▸ **Required action 1**
Answer the following questions using the text on Wigan Athletic's administration.
(a) Who is named as the Mayor of Greater Manchester?
(b) At first, what was the administration reported as solely being a result of?
(c) On which radio station did Colin Murray draw attention to the situation?
▸ **Required action 2**
Carry on the text on Wigan Athletic's administration, beginning after its final sentence.
---- Extract provided
From positive messages to the club and players online, donating money to the crowdfunding page, thinking about ways to raise even more money; selling their memorabilia, throwing garage sales, creating t-shirts, mugs, art prints, keyrings, etc, to spending days investigating the shady characters that have put the club in administration – Wigan Athletic supporters have been relentless in trying to do everything to save their club. They haven’t turned on the staff or each other during all this – all they’ve asked is ‘how can we help?

It isn’t just Latics supporters though, as people from other clubs have been a big help in trying to spread information about what’s happened, pressuring the EFL, even donating money themselves. Nothing I can say will be enough to thank them – they know that unstable owners are a plague on the game in England and it has happened too many times and it needs to end. 

Journalists and Politicians. I never thought I’d be writing this (what with these two groups often battling one another), but the media and local politicians have worked brilliantly together; quick to listen to what was happening at Wigan Athletic. The administration was initially reported as solely being a result of Coronavirus, but as it became apparent there was more to it (a club with no external creditors being put into administration is odd, to the say the least); they rallied around and got information out there, seeking answers.

Wigan MP, Lisa Nandy and the Mayor of Greater Manchester, Andy Burnham, have been a great help in liaising with the EFL and communicating with supporters, the Shadow Cabinet Leader, Kier Starmer and Shadow Sports Minister, Jo Stevens, also got involved in bringing it to the attention of the government. Media figures such as Colin Murray used his platform on Radio Five Live and the EFL highlights show on Quest to draw attention to it too – then there are the numerous commentators, bloggers, vloggers, podcasters, experts in various fields many of them, who also helped.

All these people have recognised that football clubs are a crucial part of the local community – they don’t just provide us with something to watch and shout at every other week, but their presence allows local people to find work, pubs, shops and restaurants to make money, kids somewhere safe to play football (and dream about playing for their team) – football clubs like ours are a vital part of people's lives. They’re more than a business.
--------
---- Excerpted records
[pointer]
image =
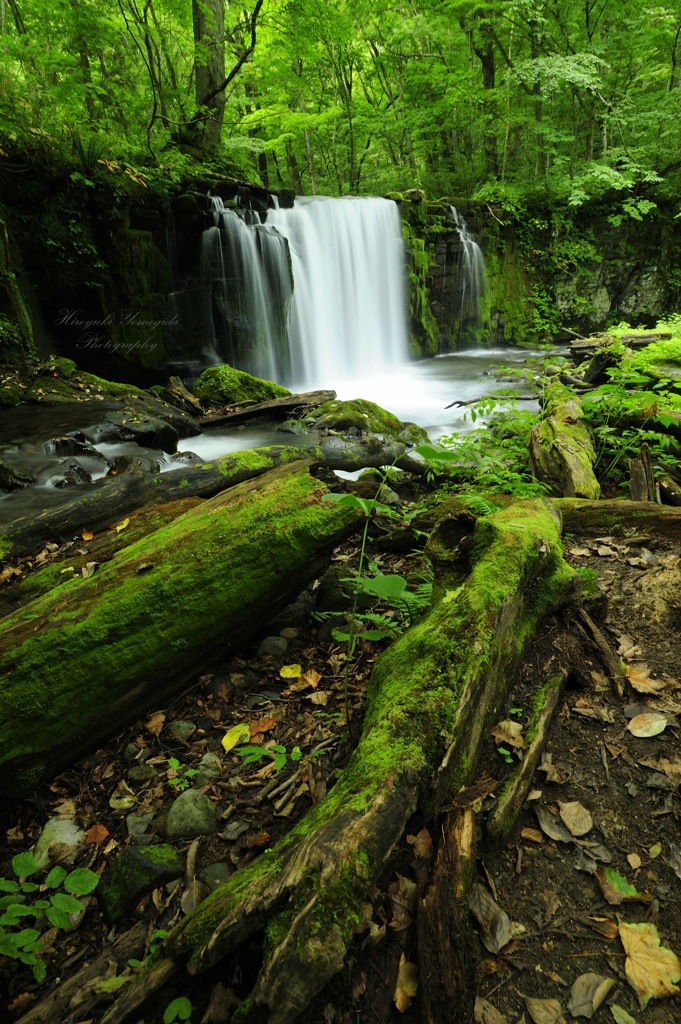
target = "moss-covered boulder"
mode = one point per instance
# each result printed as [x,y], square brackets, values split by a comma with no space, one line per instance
[226,386]
[367,418]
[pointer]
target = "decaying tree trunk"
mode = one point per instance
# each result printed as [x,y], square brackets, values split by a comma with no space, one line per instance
[84,659]
[431,699]
[114,497]
[561,448]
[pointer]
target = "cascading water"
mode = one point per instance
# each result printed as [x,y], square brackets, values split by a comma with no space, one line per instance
[312,295]
[472,283]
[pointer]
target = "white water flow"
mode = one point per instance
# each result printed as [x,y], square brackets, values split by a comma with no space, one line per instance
[472,279]
[313,296]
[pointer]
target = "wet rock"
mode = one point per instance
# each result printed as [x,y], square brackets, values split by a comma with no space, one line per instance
[56,830]
[272,646]
[216,875]
[73,475]
[189,815]
[135,871]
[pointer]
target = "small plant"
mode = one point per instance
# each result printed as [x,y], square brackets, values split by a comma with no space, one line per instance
[278,753]
[24,943]
[181,774]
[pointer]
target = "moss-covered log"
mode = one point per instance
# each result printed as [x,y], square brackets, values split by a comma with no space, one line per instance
[112,498]
[431,699]
[561,446]
[86,658]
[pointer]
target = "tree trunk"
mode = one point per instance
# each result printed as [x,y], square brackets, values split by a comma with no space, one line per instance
[112,498]
[431,699]
[86,658]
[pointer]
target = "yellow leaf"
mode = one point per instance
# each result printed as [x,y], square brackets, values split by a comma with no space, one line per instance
[238,734]
[290,671]
[651,970]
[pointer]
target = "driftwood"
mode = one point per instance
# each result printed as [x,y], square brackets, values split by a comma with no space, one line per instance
[274,409]
[86,658]
[112,498]
[431,699]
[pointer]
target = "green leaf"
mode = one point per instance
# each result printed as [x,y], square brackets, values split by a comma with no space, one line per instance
[24,864]
[67,903]
[55,877]
[81,881]
[57,918]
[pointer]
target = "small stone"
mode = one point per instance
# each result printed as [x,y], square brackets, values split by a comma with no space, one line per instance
[135,871]
[56,830]
[216,875]
[138,823]
[193,813]
[141,773]
[272,646]
[181,729]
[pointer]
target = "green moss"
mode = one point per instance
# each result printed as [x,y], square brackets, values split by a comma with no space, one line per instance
[226,386]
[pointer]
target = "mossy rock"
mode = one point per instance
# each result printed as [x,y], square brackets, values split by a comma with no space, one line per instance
[368,418]
[226,386]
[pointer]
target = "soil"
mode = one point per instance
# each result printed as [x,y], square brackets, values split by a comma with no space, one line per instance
[629,784]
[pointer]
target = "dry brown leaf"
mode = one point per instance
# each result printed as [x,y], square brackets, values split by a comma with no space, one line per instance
[651,970]
[545,1011]
[407,985]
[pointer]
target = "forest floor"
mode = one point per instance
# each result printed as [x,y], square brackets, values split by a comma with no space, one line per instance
[552,879]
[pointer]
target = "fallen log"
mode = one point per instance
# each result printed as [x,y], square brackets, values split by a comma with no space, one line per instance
[86,658]
[112,498]
[561,448]
[431,699]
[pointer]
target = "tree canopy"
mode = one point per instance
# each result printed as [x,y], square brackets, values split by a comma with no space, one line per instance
[498,100]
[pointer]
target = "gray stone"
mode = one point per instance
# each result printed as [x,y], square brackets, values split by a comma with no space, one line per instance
[273,646]
[182,729]
[215,875]
[56,830]
[193,813]
[135,871]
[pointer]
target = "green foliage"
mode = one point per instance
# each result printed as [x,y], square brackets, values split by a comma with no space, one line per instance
[24,943]
[182,774]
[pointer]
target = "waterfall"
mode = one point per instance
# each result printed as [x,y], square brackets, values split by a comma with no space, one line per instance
[308,295]
[471,283]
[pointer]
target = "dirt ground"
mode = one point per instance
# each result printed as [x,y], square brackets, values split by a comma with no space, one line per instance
[549,886]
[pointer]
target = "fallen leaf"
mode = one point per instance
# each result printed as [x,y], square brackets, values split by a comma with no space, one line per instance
[616,890]
[508,732]
[587,994]
[154,725]
[545,1011]
[122,799]
[264,725]
[486,1014]
[647,725]
[651,970]
[576,817]
[238,734]
[407,985]
[290,671]
[97,834]
[495,923]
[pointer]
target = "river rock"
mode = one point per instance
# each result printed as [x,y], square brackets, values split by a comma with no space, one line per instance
[135,871]
[56,830]
[190,814]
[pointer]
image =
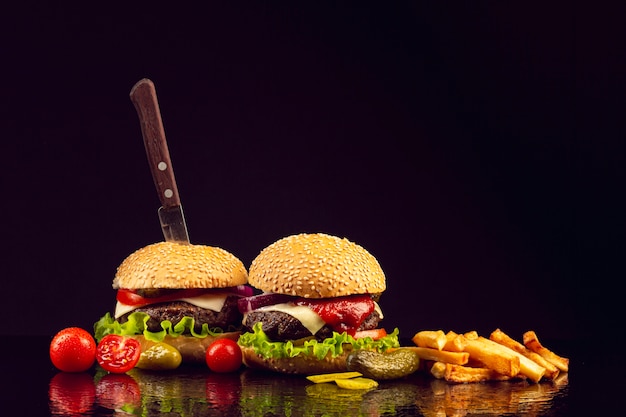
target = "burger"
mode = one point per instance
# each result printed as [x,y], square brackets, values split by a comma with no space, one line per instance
[318,303]
[180,294]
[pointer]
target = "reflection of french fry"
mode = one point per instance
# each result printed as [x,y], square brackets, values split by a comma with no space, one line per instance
[551,371]
[430,354]
[532,342]
[493,356]
[462,374]
[435,339]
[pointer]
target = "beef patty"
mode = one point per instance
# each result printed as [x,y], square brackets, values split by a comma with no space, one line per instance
[280,327]
[228,319]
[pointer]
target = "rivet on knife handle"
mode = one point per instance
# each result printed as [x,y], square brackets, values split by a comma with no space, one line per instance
[143,96]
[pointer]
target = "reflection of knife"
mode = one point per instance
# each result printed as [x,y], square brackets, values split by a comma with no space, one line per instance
[143,96]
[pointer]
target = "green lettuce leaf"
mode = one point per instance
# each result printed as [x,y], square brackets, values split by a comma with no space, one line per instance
[136,325]
[334,345]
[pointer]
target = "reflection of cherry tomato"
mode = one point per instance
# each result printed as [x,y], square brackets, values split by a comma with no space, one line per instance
[223,355]
[118,354]
[374,334]
[71,393]
[223,389]
[118,391]
[73,350]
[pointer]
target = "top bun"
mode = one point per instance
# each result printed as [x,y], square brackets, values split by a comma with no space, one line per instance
[176,265]
[316,266]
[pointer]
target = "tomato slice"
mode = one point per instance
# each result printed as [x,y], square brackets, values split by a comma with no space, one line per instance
[118,354]
[375,334]
[131,298]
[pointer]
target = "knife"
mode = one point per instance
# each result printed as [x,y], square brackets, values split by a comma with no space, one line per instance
[143,96]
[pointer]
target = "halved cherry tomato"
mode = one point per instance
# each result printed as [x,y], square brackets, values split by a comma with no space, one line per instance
[118,354]
[73,350]
[375,334]
[224,355]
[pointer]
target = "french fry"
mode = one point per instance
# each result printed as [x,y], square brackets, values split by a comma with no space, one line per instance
[472,335]
[528,368]
[431,354]
[493,356]
[532,342]
[463,374]
[454,342]
[435,339]
[551,371]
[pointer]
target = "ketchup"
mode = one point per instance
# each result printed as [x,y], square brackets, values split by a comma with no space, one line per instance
[343,314]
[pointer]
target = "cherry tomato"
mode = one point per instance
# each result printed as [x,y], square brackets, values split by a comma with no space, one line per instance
[118,354]
[73,350]
[71,394]
[223,355]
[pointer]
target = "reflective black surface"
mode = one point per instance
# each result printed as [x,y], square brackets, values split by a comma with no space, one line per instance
[32,385]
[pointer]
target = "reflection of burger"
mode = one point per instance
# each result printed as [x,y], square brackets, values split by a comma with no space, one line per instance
[319,303]
[183,295]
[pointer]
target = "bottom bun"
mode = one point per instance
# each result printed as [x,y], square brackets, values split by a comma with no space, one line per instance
[192,349]
[300,364]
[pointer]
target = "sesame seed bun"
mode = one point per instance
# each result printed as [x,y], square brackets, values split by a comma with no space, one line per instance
[175,265]
[316,266]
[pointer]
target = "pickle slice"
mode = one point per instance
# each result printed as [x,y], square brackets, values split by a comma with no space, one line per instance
[380,366]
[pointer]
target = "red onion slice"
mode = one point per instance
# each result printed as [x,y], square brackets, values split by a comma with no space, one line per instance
[248,304]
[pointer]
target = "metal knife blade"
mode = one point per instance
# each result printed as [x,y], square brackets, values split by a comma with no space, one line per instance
[143,95]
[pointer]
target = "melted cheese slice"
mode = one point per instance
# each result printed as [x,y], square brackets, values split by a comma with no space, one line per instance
[309,318]
[212,301]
--------
▸ **Your response 1**
(a) Andy Burnham
(b) Coronavirus
(c) Radio Five Live

▸ **Your response 2**
I think it’s this aspect that has struck a chord with people outside of the club – just like Bury, Wigan Athletic aren’t a brand to shopped about around the world; they are community club that welcomes anyone with open arms. What happened to Bury should never happen again, what happened to us should never happen again and what is currently happening to Charlton (uncertainty over their own ownership) should not be happening. It could easily be YOUR club next – so when will things change?

A great place to start would be the government petition set up by the Wigan Athletic Supporters Club – calling for a review into how the EFL’s ‘owners and directors test', it is the best way to push for change. It needs 100,000 signatures to be put up for debate, so if you would like to offer your support, you can find it here.

At the start of this Coronavirus pandemic, I was reminded of a quote by the Starbucks chairman, Howard Schultz. Responsible for saving the coffee company from going bust and turning them around to become the corporate multinational giant they are today, the overriding sentence from his book, Onward: How Starbucks Fought For Its Life Without Losing Its Soul, was “In times of adversity and change, we really discover who we are and what we’re made of."

I thought about that while hearing about all the panic buying going on; how it would make us look in the annals of history? I think it’s an apt quote for what’s going on with Latics right now too; there’s a lot of work ahead to save the club but whatever happens, everyone can hold their heads up and say we did all we could. Which is more than what I can say about the body that runs our leagues – but we’ll leave that for another time!